— TEKS BACAAN —
Tanggal 28 Maret 2015


Hari yg di tunggu pun tiba, sesuai kesepakatan sebelumnya kami berdelapan berkumpul di meeting point stasiun Ps.Senen Jakarta untuk bersama-sama menuju Malang untuk mendaki Gunung Welirang dan Arjuno. Saya, Iyan, Zafran, Hendrik, Afri, Ipul, Herdi dan Septi segera melakukan boarding sebab kereta Matarmaja yg akan kami tumpangi 30 menit lagi akan berangkat. Kami duduk di gerbong I yg dalam waktu singkat akhirnya bisa kami kuasai serasa milik pribadi. Berkenalan dengan rekan yg ternyata juga akan menuju Arjuno membuat perjalanan menjadi lebih ramai. Di tambah, rekan tersebut juga membawa water heater, bertambahlah kegembiraan tim kami sebab bisa ngopi dan nge-teh sepuasnya tanpa harus beli...*modus. Tak terasa pukul 18.30 kereta kami sudah tiba di Cirebon Prujakan, segera saja kami kolektif beli nasi bungkus di kantin stasiun, maklum kalau beli di kereta harganya mahal. Selepas Cirebon, dan setelah perut kenyang, Iyan, Hendrik, Ipul dan kenalan kami menggelar lapak untuk main gaple, sedangkan saya dan yg lain lebih memilih istirahat dan tidur.

— TUGAS YANG DIBERIKAN A —
Menurut catatan perjalanan ke Malang, kereta apa yang ditumpangi rombongan itu?
— TUGAS YANG DIBERIKAN B —
Rangkum catatan perjalanan ke Malang itu dalam dua kalimat.
— TUGAS YANG DIBERIKAN C —
Teruskan catatan perjalanan pendakian ke Welirang dan Arjuno itu, mulai setelah kalimat terakhirnya.
Daftar ini berasal dari sumber yang berbeda.

— DATA TERCATAT —
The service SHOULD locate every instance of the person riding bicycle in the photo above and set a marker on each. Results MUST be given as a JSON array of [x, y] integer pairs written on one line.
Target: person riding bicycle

— JAWABAN LATIHAN A —
Kereta Matarmaja.

— JAWABAN LATIHAN B —
Pada 28 Maret 2015, delapan orang berkumpul di Stasiun Pasar Senen, Jakarta, lalu naik kereta Matarmaja menuju Malang untuk mendaki Gunung Welirang dan Arjuno. Dalam perjalanan mereka berkenalan dengan rekan yang juga menuju Arjuno dan membeli nasi bungkus di Stasiun Cirebon Prujakan, lalu sebagian bermain gaple sementara yang lain beristirahat dan tidur.

— JAWABAN LATIHAN C —
Tanggal 29 Maret 2015


Dingin udara AC membangunkan saya pukul 4.30. Saya bergegas ke toilet mengambil wudhu dan shalat subuh. Teman-teman yg lain pun satu persatu bangun. Pukul 5.30 kereta tiba di Blitar, nampak diluar sana basah bekas siraman hujan. Dan 2,5 jam kemudian akhirnya kami tiba di perhentian terakhir stasiun Malang Kota Baru. Stasiun ini tak banyak berubah sejak terakhir setahun lalu saya berkunjung ketika akan ke Semeru dan Sempu.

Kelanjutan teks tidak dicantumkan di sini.